Written instruction >> Locate each line of the data below that contains the string "shed" and copy every such line in full.
**** Data to process
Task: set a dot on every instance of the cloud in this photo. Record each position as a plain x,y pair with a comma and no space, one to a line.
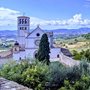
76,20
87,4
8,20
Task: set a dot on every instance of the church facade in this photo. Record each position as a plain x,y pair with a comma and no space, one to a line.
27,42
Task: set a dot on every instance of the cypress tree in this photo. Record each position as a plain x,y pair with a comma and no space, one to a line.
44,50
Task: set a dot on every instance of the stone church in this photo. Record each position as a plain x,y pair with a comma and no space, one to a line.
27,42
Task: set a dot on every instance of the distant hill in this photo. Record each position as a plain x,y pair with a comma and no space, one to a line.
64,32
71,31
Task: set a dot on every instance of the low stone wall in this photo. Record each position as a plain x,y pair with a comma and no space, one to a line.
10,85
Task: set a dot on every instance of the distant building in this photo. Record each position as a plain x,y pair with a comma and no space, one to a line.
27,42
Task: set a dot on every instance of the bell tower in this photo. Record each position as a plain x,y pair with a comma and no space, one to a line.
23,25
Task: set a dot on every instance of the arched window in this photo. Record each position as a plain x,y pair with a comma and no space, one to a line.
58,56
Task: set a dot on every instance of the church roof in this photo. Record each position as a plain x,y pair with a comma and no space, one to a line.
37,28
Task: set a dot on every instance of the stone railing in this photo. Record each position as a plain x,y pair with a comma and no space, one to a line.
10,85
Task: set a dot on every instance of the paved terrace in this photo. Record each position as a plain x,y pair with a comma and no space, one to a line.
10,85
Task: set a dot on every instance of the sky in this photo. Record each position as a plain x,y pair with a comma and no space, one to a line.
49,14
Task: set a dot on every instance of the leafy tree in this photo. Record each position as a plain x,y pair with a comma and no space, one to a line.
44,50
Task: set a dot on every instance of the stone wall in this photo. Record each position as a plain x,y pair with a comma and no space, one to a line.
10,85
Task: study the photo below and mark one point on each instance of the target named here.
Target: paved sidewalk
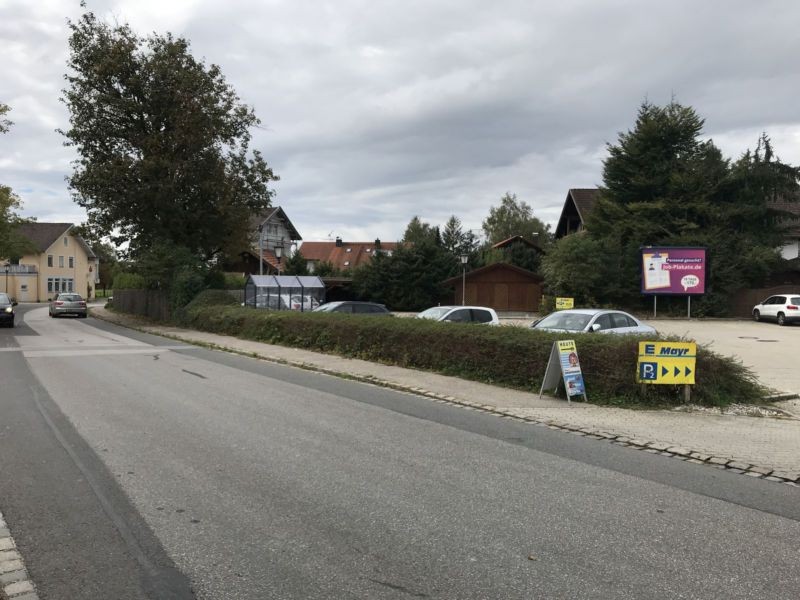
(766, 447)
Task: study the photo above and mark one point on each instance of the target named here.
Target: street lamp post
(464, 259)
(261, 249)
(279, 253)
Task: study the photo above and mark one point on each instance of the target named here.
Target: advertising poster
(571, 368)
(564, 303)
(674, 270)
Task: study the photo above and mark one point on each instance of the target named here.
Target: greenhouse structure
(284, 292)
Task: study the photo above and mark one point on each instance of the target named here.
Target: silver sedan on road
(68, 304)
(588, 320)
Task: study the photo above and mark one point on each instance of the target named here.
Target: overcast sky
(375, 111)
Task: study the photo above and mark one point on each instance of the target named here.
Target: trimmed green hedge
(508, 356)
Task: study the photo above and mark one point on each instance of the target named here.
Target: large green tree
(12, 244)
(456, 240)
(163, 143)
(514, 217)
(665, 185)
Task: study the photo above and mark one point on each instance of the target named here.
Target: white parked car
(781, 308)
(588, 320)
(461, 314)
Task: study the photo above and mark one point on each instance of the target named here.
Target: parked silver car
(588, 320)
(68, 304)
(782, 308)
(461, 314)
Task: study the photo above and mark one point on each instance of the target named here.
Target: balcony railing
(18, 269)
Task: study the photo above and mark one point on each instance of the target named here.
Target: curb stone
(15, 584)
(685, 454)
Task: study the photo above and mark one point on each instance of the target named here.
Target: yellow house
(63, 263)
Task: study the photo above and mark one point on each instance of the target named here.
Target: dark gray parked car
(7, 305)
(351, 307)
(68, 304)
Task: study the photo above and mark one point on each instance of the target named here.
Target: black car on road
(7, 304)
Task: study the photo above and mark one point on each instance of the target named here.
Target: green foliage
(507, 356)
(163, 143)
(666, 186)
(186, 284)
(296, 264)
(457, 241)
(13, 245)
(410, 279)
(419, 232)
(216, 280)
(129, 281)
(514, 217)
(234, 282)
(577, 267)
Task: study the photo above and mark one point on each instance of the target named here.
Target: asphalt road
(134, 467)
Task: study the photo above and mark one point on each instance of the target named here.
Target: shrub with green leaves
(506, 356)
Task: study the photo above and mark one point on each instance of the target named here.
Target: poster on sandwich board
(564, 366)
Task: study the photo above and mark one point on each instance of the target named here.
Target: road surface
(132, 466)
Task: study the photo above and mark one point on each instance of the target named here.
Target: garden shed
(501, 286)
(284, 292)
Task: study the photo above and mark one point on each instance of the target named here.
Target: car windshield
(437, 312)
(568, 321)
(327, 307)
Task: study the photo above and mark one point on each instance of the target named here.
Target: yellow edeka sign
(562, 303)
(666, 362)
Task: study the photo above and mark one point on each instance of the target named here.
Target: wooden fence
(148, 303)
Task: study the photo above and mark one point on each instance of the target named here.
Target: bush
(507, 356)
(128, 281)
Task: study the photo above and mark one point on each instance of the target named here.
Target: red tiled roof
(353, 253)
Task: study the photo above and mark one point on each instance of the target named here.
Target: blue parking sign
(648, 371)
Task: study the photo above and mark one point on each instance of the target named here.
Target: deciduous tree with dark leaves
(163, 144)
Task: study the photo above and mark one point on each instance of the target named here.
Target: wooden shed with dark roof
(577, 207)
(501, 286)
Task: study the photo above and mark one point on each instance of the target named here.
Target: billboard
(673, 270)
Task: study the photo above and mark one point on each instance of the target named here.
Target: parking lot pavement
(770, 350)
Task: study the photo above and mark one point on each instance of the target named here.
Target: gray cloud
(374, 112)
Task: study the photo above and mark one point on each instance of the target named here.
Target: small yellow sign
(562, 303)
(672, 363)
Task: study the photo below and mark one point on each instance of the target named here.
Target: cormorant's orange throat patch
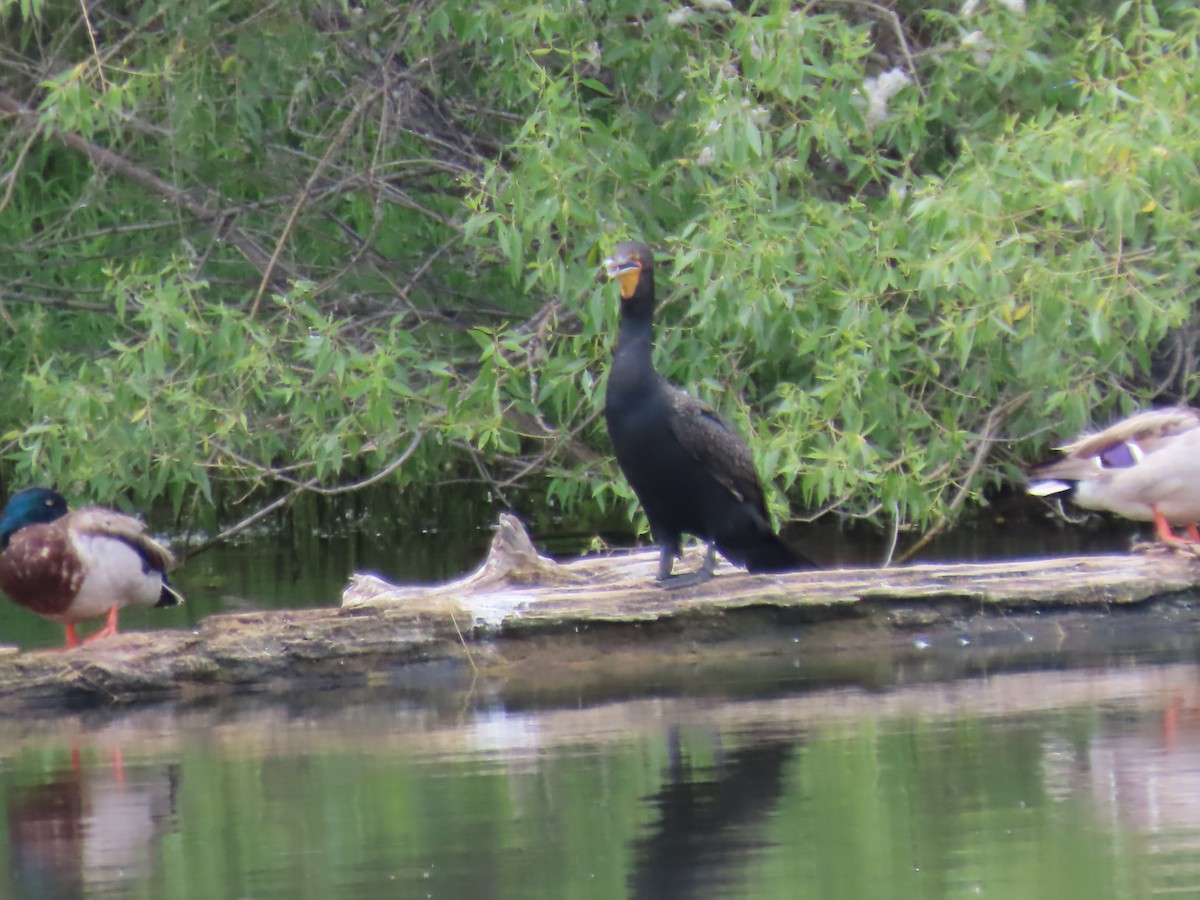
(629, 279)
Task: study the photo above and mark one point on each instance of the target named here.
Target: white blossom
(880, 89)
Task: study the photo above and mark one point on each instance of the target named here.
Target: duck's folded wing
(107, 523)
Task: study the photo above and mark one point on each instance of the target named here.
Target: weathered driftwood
********
**** Data to process
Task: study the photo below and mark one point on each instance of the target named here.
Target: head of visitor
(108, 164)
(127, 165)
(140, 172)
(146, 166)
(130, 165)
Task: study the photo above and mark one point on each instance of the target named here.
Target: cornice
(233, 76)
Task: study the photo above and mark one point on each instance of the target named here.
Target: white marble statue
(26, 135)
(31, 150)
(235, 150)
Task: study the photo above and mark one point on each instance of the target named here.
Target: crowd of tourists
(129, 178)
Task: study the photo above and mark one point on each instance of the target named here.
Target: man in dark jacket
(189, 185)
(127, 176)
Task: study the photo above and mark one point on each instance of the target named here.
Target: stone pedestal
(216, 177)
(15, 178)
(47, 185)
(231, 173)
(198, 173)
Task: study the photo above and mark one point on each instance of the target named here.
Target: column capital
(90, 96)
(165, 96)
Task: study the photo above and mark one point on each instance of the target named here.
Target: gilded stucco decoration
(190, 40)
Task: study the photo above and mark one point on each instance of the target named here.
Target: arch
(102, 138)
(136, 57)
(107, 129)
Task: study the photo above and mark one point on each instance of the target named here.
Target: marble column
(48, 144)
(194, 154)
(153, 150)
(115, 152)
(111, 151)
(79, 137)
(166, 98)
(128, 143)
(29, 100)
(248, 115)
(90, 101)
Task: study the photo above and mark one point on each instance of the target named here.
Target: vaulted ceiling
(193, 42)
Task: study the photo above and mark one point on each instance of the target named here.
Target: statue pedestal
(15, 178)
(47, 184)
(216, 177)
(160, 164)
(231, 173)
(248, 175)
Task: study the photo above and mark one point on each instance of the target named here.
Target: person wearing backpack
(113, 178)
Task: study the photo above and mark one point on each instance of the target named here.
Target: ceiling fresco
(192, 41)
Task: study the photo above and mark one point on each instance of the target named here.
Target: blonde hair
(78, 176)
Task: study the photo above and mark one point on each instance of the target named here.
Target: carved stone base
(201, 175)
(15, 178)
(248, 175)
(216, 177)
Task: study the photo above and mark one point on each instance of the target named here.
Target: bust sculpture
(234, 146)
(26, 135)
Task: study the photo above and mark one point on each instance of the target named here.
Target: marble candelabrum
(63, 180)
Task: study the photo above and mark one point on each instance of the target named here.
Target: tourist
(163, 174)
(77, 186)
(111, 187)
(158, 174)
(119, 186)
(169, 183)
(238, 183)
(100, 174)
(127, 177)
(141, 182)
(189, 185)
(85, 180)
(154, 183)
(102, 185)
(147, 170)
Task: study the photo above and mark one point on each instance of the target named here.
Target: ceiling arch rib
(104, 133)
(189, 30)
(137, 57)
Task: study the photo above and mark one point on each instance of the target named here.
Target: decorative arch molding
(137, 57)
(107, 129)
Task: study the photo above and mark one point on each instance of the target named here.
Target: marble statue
********
Full response >>
Target: garden shed
Target: wooden shed with dark roof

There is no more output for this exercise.